=== PAGE EXTRACT ===

In the following scenario:

code path 1:
  my_function() -> lock(L1); ...; cancel_work_sync(my_work)
  [or cancel_rearming_delayed_work(my_work)]

code path 2:
  run_workqueue() -> my_work.f() -> ...; lock(L1); ...

you can get a deadlock if my_work.f() is running but my_function()
has acquired L1 already. This patch adds a pseudo-lock to each
struct work_struct to make lockdep warn about this scenario.

Signed-off-by: Johannes Berg <johannes@sipsolutions.net>
Acked-by: Oleg Nesterov <oleg@tv-sign.ru>
Acked-by: Ingo Molnar <mingo@elte.hu>
Acked-by: Peter Zijlstra <a.p.zijlstra@chello.nl>

---
 include/linux/lockdep.h   |    8 ++++++++
 include/linux/workqueue.h |   29 +++++++++++++++++++++++++++++
 kernel/workqueue.c        |   16 ++++++++++++++++
 3 files changed, 53 insertions(+)

--- linux-2.6-git.orig/include/linux/workqueue.h	2007-07-05 13:01:33.978155045 +0200
+++ linux-2.6-git/include/linux/workqueue.h	2007-07-05 13:07:40.969155045 +0200
@@ -8,6 +8,7 @@
 #include <linux/timer.h>
 #include <linux/linkage.h>
 #include <linux/bitops.h>
+#include <linux/lockdep.h>
 #include <asm/atomic.h>
 
 struct workqueue_struct;
@@ -28,6 +29,9 @@ struct work_struct {
 #define WORK_STRUCT_WQ_DATA_MASK (~WORK_STRUCT_FLAG_MASK)
 	struct list_head entry;
 	work_func_t func;
+#ifdef CONFIG_LOCKDEP
+	struct lockdep_map lockdep_map;
+#endif
 };
 
 #define WORK_DATA_INIT()	ATOMIC_LONG_INIT(0)
@@ -41,10 +45,23 @@ struct execute_work {
 	struct work_struct work;
 };
 
+#ifdef CONFIG_LOCKDEP
+/*
+ * NB: because we have to copy the lockdep_map, setting _key
+ * here is required, otherwise it could get initialised to the
+ * copy of the lockdep_map!
+ */
+#define __WORK_INIT_LOCKDEP_MAP(n, k) \
+	.lockdep_map = STATIC_LOCKDEP_MAP_INIT(n, k),
+#else
+#define __WORK_INIT_LOCKDEP_MAP(n, k)

===

• STATED GOAL A
Report every line in the records below that contains the string "railcar", treating uppercase and lowercase letters as different.
The records have no connection to the kernel patch.

=== RECORDS PROVIDED ===

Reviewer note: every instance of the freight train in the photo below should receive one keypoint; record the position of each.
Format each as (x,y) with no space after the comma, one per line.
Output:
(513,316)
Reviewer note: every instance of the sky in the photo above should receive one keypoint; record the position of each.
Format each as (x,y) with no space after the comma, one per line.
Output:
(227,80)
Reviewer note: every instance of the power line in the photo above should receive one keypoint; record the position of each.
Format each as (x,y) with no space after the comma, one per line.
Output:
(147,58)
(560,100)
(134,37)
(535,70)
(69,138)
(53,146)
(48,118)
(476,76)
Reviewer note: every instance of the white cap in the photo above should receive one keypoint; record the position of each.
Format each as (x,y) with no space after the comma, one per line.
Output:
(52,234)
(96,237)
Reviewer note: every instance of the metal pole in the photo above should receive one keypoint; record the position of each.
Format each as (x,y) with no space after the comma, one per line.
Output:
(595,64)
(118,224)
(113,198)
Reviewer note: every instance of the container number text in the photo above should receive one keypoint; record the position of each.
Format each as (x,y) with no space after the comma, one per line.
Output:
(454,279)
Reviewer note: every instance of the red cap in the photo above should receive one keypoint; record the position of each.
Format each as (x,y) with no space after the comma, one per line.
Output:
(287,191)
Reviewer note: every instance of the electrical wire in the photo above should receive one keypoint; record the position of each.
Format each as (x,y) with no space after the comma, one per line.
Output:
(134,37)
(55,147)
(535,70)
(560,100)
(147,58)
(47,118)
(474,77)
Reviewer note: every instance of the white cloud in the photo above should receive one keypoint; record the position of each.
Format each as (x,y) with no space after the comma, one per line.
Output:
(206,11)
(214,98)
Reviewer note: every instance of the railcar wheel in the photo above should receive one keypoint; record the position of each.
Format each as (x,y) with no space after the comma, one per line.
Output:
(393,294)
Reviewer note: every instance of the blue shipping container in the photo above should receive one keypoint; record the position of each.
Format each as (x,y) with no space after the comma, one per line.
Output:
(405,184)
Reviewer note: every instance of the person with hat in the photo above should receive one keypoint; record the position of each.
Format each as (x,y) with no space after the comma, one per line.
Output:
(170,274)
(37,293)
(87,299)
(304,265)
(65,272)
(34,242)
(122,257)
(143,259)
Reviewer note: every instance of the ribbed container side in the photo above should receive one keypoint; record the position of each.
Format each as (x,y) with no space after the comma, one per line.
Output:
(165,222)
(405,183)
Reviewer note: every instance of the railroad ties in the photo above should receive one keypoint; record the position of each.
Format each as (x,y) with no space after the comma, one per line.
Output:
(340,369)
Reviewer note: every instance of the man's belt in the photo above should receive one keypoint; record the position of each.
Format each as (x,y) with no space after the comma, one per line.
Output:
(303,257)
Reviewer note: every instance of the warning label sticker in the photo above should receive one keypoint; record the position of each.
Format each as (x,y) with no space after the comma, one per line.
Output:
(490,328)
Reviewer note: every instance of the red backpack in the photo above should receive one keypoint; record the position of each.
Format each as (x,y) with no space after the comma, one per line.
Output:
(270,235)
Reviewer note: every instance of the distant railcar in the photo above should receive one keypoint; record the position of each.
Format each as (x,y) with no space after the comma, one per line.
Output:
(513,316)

===

• STATED GOAL B
According to the kernel patch above, what does the patch add to each struct work_struct?

• WRITTEN RESPONSE A
Reviewer note: every instance of the railcar wheel in the photo above should receive one keypoint; record the position of each.
Reviewer note: every instance of the distant railcar in the photo above should receive one keypoint; record the position of each.

• WRITTEN RESPONSE B
A pseudo-lock, so that lockdep warns about the deadlock scenario.